WHAT THIS TASK INVOLVES :: Once the line containing "box magenta petal" is found, set down that line and each one after it exactly, through the end of the entries.
[DATA PROVIDED Boundary: Start]
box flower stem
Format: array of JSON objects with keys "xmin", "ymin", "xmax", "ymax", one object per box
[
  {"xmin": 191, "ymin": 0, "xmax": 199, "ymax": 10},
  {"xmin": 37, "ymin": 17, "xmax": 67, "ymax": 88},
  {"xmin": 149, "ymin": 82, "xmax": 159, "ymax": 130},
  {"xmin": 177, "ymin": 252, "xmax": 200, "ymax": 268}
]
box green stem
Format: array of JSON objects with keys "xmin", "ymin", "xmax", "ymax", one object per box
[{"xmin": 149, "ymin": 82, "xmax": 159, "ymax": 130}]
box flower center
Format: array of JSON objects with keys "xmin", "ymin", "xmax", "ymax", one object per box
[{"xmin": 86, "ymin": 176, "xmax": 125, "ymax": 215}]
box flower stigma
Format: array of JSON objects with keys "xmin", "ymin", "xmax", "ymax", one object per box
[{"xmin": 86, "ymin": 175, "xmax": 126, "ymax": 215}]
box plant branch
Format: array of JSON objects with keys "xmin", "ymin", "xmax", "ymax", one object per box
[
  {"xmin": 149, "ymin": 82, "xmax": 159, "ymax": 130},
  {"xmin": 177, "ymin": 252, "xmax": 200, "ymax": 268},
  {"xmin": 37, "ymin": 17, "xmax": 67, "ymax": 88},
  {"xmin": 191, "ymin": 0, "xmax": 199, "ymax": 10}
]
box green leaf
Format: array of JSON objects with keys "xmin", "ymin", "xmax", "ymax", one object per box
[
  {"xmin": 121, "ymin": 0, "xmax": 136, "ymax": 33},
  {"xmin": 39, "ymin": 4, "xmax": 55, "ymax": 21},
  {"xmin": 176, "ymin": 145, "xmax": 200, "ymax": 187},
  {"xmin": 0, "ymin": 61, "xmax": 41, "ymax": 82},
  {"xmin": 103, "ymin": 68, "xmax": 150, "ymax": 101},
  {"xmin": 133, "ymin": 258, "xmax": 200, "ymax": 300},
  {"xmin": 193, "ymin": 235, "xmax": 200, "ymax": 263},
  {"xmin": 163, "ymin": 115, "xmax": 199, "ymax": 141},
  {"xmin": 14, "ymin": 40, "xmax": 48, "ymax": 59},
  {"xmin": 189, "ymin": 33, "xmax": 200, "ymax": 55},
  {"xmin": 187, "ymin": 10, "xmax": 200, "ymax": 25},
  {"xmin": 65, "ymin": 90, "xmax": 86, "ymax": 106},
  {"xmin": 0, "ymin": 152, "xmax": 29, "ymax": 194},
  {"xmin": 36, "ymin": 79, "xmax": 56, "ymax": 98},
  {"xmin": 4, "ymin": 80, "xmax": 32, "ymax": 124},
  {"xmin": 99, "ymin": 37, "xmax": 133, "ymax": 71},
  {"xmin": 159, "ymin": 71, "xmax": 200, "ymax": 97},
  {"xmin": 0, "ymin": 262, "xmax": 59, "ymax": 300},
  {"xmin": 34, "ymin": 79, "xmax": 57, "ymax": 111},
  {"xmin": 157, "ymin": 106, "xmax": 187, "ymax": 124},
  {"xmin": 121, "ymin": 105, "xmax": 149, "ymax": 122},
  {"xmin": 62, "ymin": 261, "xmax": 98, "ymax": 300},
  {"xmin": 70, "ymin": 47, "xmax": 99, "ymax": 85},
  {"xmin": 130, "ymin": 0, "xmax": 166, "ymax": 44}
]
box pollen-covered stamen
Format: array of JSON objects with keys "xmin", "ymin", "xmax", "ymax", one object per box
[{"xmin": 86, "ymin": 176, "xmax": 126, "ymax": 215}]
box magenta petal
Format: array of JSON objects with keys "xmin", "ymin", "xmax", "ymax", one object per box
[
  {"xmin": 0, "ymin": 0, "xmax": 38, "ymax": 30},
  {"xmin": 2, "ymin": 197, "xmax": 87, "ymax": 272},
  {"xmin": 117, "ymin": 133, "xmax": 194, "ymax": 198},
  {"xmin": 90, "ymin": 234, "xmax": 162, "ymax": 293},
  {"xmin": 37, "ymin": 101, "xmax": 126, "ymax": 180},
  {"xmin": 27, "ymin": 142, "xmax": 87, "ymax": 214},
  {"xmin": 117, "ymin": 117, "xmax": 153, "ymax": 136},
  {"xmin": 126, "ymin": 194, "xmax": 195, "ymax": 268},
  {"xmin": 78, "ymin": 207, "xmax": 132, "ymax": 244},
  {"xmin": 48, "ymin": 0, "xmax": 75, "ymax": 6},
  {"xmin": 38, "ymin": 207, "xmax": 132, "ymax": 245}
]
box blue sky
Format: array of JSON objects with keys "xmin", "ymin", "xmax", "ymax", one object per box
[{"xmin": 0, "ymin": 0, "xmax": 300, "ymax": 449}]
[DATA PROVIDED Boundary: End]
TASK RESPONSE ::
box magenta petal
Format: array of JSON objects with keys "xmin", "ymin", "xmax", "ymax", one object per box
[
  {"xmin": 0, "ymin": 0, "xmax": 38, "ymax": 30},
  {"xmin": 2, "ymin": 197, "xmax": 87, "ymax": 272},
  {"xmin": 117, "ymin": 133, "xmax": 194, "ymax": 198},
  {"xmin": 90, "ymin": 234, "xmax": 162, "ymax": 293},
  {"xmin": 37, "ymin": 101, "xmax": 126, "ymax": 180},
  {"xmin": 27, "ymin": 142, "xmax": 87, "ymax": 214},
  {"xmin": 117, "ymin": 117, "xmax": 153, "ymax": 136},
  {"xmin": 126, "ymin": 194, "xmax": 195, "ymax": 268},
  {"xmin": 78, "ymin": 207, "xmax": 132, "ymax": 244},
  {"xmin": 48, "ymin": 0, "xmax": 75, "ymax": 6},
  {"xmin": 38, "ymin": 207, "xmax": 132, "ymax": 245}
]
box blue sky
Format: array of JSON objects with keys "xmin", "ymin", "xmax", "ymax", one object per box
[{"xmin": 0, "ymin": 0, "xmax": 300, "ymax": 449}]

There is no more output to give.